**Extracted text**

**********

Cloud Ushers In New Security Frontier

Widespread adoption of cloud computing is likely to entail a plethora of management and security challenges, warns original Windows NT developer Mark Shavlik

Converging physical and virtual environments will reduce costs

Not content with targeting initial virtualisation deployments, Shavlik said his company’s next step is to converge the management of physical and virtual environments into one resource.

“They’re the market of people who are already using virtualisation and now they want to lower the management costs of it,” he explained. “An example that we work a lot on is that when a virtual machine is turned off it’s not managed, which is different to physical servers because they’re never turned off – they’re always managed. Sometimes it may be as long as two years, if the virtual server has been used in a test lab for instance.

“Imagine the same thing happening to a physical PC on the network and the viruses that have developed since it was last turned on that it’s not protected against, and the old viruses it may have that will be re-introduced to your network again. Well, imagine that happening every day with virtualisation. In fact, I consider offline images one of today’s main security problem.”

As a result, Shavlik Technologies announced a new security and IT management platform at the end of last month, called “IT.Shavlik.com,” that delivers these services from the cloud. It’s founder told eWEEK Europe that the patent-pending platform would allow companies to harness the benefits of cloud computing, such as affordable licensing and ‘always-on’ software, while at the same time simplifying security and asset cost control.

**********

**Raw data**
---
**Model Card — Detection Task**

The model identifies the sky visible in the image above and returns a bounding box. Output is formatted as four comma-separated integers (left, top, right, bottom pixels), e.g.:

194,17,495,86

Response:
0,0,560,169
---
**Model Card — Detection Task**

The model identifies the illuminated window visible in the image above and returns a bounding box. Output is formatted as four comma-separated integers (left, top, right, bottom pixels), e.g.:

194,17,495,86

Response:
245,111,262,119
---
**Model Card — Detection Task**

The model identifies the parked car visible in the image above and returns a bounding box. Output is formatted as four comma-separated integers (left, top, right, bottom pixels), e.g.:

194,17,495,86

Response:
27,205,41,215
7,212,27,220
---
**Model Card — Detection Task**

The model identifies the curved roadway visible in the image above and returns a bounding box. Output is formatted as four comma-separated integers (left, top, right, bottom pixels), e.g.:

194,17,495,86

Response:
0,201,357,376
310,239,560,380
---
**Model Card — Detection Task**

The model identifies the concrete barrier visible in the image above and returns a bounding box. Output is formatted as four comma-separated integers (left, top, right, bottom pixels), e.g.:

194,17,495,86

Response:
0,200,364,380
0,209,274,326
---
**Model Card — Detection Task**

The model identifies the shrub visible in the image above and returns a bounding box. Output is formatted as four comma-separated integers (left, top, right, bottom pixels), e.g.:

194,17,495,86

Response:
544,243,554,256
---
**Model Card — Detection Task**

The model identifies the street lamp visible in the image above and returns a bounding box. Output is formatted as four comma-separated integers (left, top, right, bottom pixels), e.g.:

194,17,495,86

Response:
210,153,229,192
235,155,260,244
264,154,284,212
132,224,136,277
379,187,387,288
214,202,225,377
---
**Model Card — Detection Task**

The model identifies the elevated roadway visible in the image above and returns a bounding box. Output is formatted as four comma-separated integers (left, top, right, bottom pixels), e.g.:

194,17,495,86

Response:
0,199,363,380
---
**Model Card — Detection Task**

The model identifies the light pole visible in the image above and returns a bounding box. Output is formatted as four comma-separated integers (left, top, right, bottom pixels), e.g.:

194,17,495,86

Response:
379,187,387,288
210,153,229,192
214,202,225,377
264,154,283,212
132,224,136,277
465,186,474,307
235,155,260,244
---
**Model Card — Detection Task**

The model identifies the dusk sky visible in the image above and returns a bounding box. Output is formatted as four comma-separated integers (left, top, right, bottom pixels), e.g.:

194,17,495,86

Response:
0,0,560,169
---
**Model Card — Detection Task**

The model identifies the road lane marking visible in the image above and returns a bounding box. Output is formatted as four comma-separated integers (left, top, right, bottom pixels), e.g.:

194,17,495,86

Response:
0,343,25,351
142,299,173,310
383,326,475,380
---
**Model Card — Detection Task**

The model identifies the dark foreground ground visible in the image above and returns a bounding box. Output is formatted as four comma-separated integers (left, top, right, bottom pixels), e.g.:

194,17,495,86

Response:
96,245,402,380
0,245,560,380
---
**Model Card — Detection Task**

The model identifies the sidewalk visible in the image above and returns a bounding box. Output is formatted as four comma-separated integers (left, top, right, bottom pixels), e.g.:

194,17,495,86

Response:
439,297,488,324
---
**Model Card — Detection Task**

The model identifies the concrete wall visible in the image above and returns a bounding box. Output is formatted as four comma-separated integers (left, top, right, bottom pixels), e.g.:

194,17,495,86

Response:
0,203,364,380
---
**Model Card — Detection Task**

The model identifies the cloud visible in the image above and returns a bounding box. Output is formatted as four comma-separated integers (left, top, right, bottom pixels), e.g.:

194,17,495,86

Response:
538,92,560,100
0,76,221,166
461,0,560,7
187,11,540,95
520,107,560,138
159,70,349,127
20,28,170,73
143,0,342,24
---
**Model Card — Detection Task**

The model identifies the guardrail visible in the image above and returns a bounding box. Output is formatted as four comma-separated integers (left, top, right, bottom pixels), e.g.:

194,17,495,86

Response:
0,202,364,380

**********

**Problem A**
In the cloud security article, what name did Shavlik Technologies give its new security and IT management platform?
**Problem B**
Carry on the cloud security article from its last sentence.
The material has no connection to the cloud security article.

**Output A**
IT.Shavlik.com

**Output B**
“In 2008 we formed a dedicated team of virtualisation and web services experts to focus on delivering Shavlik’s IT automation capabilities via the cloud in a truly “IT on-demand” fashion, using our premised based technology that today manages millions of computers. We now have a set of cloud-based technologies that we will deliver both to customers as on demand systems management functions, and to partners as a platform with SDKs [software development kits], on which they can build and deliver their own on demand systems management solutions.”

Shavlik said the company will soon deliver on his converged virtual and physical management vision with software-as-a-service (SaaS) based applications that plug into the IT.Shavlik.com platform for IT services such as patch management, configuration management, asset management and virtualisation management. Shavlik will also be making IT.Shavlik.com available to its larger customers for their private cloud implementations.

The new platform will be made available as a beta offering some time in the fourth quarter of 2009.